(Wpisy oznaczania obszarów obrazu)

*-*-*

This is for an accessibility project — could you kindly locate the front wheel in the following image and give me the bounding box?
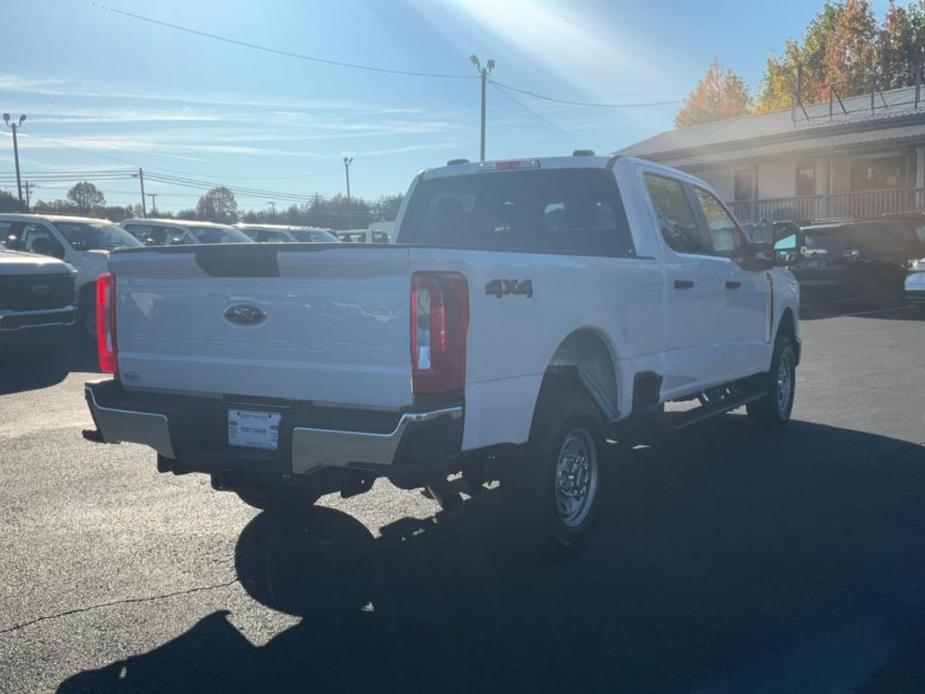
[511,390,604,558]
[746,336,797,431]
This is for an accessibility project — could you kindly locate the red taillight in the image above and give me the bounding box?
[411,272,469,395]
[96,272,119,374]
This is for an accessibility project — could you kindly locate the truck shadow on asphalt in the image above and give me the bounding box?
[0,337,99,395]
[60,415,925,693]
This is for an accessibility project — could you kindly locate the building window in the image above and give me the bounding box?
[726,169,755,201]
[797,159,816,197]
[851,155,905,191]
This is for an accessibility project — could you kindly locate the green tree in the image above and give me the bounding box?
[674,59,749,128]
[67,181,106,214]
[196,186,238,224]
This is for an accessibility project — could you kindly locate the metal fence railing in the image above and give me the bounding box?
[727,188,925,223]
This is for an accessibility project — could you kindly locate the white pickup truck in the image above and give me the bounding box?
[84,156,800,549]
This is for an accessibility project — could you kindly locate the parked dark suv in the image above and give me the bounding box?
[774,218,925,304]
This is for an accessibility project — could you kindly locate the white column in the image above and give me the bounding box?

*-*-*

**ZADANIE PISEMNE**
Czy możesz przeskalować powyższy listing? Przepisz wszystkie jego wiersze razem z poleceniami, mnożąc każdą współrzędną ramek w odpowiedziach przez 1,15 i zaokrąglając wynik do liczb całkowitych (połówki w górę), a obrazy pomiń.

**WYNIK ZADANIA**
This is for an accessibility project — could you kindly locate the front wheel in the following image and give me the bounding box?
[588,449,695,642]
[858,386,917,496]
This is for an accessibility project — could you kindly locate the red taillight in the image above and give me the bounding box?
[473,313,539,454]
[110,313,137,430]
This is for an accessibility project — could you kindly locate the truck shadow on asphalt in the image above and give me the bounding box?
[0,388,114,454]
[69,477,1064,797]
This is for an accessibility project — could you kindly locate the building window in the image above and give me the bounding box?
[835,194,868,231]
[917,183,938,227]
[979,178,1041,220]
This is for an accessibility project — could you kindly locate the green tree in the image above and give me the bounding box?
[775,68,861,147]
[77,208,122,246]
[225,214,274,258]
This is for an accessibility project — could you kindly locate the metal fence railing in the image above and give me the bounding box?
[836,216,1064,256]
This is for an accessibility project — could you kindly locate the white pickup truck in the image above and give me the bounding box?
[97,179,920,631]
This is for an accessibility project — could you kindly locate the parked dark suv in the image above and give me the bounding box?
[890,251,1064,350]
This is for an accessibility project — could you kindly locate the white column in the image above and give me the bounding box?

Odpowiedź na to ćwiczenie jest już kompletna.